**Exercise instructions:**
(a) In the SocialGen summary, why are motion tokens coupled with a language model in a shared vocabulary? Answer in one to three sentences.
(b) According to the SocialGen summary, what was used to annotate the SocialX dataset?
(c) Continue the SocialGen summary from the point where it stops.

**Text under study:**
SocialGen: Modeling Multi-Human Social Interaction with Language Models
Heng Yu, Juze Zhang, Changan Chen, Tiange Xiang, Yusu Fang, Juan Carlos Niebles, Ehsan Adeli
TL;DR
SocialGen addresses the challenge of modeling social interactions among arbitrary numbers of people by unifying motion and language through a novel XH3D representation and a VQVAE-based motion tokenizer. It couples motion tokens with a language model in a shared vocabulary to enable generation and understanding across captioning, completion, and reaction tasks. The authors also introduce SocialX, a GPT-4o-annotated dataset and benchmark that enables evaluation of multi-human motion-language tasks, achieving state-of-the-art results on several metrics. The framework supports scalable multi-human interaction modeling and holds promise for open-domain social robotics, VR, and human-centric AI applications.

**Data for analysis:**
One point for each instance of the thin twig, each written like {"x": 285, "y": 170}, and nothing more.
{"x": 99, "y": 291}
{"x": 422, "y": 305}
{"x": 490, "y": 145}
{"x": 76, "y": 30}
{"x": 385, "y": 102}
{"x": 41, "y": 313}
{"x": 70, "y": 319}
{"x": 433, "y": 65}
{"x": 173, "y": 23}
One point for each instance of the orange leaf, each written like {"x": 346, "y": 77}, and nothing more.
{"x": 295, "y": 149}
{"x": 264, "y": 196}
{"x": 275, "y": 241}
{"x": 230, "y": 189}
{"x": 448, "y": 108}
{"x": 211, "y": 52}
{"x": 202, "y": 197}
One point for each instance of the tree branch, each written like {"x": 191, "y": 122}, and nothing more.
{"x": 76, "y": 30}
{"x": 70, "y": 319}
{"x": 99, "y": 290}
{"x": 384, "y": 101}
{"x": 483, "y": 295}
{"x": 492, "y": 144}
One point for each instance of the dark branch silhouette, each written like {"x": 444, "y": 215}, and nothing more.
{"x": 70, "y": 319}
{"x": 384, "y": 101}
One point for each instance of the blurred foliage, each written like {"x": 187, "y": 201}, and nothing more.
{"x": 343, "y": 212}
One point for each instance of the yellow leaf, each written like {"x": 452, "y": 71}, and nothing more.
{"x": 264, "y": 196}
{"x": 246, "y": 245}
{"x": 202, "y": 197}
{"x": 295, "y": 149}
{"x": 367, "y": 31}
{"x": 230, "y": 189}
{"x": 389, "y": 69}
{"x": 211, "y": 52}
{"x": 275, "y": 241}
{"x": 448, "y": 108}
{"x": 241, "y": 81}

**Your responses:**
(a) Coupling motion tokens with a language model in a shared vocabulary lets the framework both generate and understand motion across captioning, completion, and reaction tasks.

(b) GPT-4o.

(c)
Abstract
Human interactions in everyday life are inherently social, involving engagements with diverse individuals across various contexts. Modeling these social interactions is fundamental to a wide range of real-world applications. In this paper, we introduce SocialGen, the first unified motion-language model capable of modeling interaction behaviors among varying numbers of individuals, to address this crucial yet challenging problem. Unlike prior methods that are limited to two-person interactions, we propose a novel social motion representation that supports tokenizing the motions of an arbitrary number of individuals and aligning them with the language space. This alignment enables the model to leverage rich, pretrained linguistic knowledge to better understand and reason about human social behaviors. To tackle the challenges of data scarcity, we curate a comprehensive multi-human interaction dataset, SocialX, enriched with textual annotations. Leveraging this dataset, we establish the first comprehensive benchmark for multi-human interaction tasks. Our method achieves state-of-the-art performance across motion-language tasks, setting a new standard for multi-human interaction modeling.